Could you repeat, word for word, every line from the one containing "positive clicks: (381, 217)" through the final line of the records below, and nothing else?

=== Section Start ===

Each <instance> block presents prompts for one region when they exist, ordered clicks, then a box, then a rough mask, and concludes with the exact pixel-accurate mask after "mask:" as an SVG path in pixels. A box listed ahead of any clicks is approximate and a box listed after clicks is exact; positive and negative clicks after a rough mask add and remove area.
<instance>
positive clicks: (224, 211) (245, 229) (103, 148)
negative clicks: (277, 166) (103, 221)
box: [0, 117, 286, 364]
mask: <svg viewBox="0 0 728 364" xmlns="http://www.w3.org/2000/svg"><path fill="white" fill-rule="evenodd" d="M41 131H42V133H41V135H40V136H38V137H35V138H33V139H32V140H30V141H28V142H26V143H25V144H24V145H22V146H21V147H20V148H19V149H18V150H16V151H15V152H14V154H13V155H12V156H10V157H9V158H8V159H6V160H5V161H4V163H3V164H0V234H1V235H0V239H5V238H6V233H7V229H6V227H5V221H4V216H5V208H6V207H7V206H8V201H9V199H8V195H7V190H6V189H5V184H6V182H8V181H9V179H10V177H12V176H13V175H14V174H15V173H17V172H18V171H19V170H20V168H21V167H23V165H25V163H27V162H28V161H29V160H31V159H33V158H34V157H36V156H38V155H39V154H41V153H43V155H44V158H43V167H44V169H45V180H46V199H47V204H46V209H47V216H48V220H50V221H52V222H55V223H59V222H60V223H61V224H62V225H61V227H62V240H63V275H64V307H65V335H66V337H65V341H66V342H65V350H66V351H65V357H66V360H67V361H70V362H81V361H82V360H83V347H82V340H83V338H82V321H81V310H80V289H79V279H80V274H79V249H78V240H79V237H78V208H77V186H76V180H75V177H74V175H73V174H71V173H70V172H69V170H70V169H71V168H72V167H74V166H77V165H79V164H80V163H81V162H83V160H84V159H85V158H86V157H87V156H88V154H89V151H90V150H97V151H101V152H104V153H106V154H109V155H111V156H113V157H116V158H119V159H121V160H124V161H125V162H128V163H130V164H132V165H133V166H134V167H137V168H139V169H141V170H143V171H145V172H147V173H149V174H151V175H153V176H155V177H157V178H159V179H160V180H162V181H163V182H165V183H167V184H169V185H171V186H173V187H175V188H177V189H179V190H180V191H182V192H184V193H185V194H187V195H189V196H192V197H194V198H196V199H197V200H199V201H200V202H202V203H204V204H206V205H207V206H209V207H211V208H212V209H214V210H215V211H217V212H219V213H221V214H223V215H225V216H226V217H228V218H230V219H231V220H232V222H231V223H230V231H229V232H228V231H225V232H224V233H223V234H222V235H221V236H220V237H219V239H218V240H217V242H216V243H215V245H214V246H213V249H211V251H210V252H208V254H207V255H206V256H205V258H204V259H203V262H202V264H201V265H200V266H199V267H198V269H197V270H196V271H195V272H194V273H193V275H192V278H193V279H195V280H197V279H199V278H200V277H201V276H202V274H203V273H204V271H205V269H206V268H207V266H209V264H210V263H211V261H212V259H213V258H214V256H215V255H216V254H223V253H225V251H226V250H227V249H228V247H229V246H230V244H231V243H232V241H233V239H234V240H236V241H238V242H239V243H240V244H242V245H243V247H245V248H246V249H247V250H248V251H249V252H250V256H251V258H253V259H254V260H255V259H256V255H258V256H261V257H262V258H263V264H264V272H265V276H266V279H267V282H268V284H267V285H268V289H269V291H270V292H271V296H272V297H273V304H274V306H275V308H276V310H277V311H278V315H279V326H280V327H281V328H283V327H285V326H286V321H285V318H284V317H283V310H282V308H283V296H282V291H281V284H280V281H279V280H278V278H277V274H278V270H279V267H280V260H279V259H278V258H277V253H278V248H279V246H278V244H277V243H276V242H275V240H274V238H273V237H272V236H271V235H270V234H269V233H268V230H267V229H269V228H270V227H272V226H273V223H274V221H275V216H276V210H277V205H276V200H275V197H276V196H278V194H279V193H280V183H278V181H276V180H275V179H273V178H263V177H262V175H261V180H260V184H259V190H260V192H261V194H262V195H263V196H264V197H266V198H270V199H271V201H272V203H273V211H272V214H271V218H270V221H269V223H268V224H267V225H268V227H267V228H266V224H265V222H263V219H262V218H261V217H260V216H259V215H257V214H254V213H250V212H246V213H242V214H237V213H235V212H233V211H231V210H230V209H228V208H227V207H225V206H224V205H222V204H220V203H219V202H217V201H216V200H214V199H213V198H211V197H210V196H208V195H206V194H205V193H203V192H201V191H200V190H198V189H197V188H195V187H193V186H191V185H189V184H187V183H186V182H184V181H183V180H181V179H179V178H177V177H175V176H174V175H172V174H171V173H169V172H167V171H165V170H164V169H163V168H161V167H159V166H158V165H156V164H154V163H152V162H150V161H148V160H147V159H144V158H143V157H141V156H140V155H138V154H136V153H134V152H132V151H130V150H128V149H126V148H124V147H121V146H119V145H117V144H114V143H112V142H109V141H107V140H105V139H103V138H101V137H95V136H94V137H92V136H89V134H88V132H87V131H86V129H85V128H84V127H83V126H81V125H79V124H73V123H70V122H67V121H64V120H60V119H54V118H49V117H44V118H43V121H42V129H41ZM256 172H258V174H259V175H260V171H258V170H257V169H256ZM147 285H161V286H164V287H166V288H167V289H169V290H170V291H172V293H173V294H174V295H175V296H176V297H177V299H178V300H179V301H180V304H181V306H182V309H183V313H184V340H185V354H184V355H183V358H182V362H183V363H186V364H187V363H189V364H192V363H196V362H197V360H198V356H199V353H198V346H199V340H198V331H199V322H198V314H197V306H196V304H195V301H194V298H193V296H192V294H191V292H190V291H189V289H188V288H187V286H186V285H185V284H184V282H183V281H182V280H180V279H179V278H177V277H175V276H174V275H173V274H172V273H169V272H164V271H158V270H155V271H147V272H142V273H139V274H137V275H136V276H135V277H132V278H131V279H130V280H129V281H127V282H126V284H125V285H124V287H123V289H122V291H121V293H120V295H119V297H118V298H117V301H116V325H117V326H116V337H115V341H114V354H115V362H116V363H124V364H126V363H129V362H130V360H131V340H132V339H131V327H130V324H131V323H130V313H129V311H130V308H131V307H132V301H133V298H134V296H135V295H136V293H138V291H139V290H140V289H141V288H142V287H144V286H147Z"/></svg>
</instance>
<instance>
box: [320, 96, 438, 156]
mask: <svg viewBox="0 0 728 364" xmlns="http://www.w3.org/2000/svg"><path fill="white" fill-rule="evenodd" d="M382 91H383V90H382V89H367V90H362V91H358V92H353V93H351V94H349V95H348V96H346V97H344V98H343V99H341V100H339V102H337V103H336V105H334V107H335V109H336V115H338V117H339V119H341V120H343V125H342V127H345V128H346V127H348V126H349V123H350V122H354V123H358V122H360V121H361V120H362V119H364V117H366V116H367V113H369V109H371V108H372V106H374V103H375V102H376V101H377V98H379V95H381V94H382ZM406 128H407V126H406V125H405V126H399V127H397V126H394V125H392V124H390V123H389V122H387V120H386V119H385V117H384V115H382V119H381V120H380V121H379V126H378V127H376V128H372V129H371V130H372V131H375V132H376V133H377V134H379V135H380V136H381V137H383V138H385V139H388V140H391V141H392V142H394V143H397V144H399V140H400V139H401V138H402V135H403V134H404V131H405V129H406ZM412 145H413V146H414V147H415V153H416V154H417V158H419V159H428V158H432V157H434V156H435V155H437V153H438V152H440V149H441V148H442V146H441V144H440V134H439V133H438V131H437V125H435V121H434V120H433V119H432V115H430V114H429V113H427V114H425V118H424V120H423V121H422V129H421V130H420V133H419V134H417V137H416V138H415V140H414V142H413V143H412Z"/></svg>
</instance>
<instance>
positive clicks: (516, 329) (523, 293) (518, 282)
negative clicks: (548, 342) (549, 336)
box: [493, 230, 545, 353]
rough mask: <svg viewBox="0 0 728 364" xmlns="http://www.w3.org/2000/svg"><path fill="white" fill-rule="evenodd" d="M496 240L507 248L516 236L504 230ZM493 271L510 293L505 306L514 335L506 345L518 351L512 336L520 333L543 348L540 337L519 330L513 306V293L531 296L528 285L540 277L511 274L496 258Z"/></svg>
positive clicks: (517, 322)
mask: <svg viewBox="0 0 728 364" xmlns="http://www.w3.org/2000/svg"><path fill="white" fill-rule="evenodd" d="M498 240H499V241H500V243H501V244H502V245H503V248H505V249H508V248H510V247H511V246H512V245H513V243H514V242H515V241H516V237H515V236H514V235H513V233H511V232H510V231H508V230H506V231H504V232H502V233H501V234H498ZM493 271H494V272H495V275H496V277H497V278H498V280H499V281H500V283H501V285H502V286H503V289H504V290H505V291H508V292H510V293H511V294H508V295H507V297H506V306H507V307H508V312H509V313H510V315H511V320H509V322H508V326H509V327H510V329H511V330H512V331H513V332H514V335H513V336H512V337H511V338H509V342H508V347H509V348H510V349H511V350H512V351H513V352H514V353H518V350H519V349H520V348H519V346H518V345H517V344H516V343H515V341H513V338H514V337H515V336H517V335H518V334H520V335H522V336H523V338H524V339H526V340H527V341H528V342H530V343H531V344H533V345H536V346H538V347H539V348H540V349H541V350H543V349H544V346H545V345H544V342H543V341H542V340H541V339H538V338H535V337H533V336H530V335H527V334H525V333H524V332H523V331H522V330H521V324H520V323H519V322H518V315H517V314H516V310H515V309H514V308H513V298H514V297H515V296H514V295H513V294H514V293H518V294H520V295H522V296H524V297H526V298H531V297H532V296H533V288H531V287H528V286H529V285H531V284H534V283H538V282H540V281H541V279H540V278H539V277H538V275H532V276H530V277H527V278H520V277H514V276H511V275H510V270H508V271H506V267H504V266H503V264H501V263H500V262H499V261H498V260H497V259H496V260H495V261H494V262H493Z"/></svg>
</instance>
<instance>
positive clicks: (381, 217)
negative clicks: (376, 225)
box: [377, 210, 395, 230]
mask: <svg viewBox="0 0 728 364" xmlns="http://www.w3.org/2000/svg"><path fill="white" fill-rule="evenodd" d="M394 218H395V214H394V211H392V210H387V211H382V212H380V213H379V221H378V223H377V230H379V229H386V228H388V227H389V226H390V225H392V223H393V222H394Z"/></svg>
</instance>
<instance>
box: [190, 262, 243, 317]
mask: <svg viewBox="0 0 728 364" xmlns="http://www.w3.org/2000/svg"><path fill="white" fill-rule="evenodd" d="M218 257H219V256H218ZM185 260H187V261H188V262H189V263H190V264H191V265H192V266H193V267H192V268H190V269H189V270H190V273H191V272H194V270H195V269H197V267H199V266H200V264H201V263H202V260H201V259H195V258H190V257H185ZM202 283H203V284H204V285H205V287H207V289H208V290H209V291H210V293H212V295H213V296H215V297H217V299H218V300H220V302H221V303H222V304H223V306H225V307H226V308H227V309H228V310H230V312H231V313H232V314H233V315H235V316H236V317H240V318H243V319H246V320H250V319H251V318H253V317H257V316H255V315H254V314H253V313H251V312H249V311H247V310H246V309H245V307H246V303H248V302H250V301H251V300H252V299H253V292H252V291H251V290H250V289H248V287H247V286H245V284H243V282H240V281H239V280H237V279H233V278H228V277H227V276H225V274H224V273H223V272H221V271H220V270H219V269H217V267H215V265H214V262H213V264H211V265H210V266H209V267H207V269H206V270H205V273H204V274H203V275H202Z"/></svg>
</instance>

=== Section End ===

FINAL ANSWER:
positive clicks: (381, 217)
negative clicks: (376, 225)
box: [377, 210, 395, 230]
mask: <svg viewBox="0 0 728 364" xmlns="http://www.w3.org/2000/svg"><path fill="white" fill-rule="evenodd" d="M394 218H395V214H394V211H392V210H387V211H382V212H380V213H379V221H378V223H377V230H379V229H386V228H388V227H389V226H390V225H392V223H393V222H394Z"/></svg>
</instance>
<instance>
box: [190, 262, 243, 317]
mask: <svg viewBox="0 0 728 364" xmlns="http://www.w3.org/2000/svg"><path fill="white" fill-rule="evenodd" d="M218 257H219V256H218ZM185 260H187V261H188V262H189V263H190V264H191V265H192V266H193V267H192V268H190V269H189V270H190V273H191V272H194V270H195V269H197V267H199V266H200V264H201V263H202V260H201V259H195V258H190V257H185ZM202 283H203V284H204V285H205V287H207V289H208V290H209V291H210V293H212V295H213V296H215V297H217V299H218V300H220V302H221V303H222V304H223V306H225V307H226V308H227V309H228V310H230V312H231V313H232V314H233V315H235V316H236V317H240V318H243V319H246V320H250V319H251V318H253V317H257V316H255V315H254V314H253V313H251V312H249V311H247V310H246V309H245V307H246V303H248V302H250V301H251V300H252V299H253V292H252V291H251V290H250V289H248V287H247V286H245V284H243V282H240V281H239V280H237V279H233V278H228V277H227V276H225V274H224V273H223V272H221V271H220V270H219V269H217V267H215V265H214V262H213V264H211V265H210V266H209V267H207V269H206V270H205V273H204V274H203V275H202Z"/></svg>
</instance>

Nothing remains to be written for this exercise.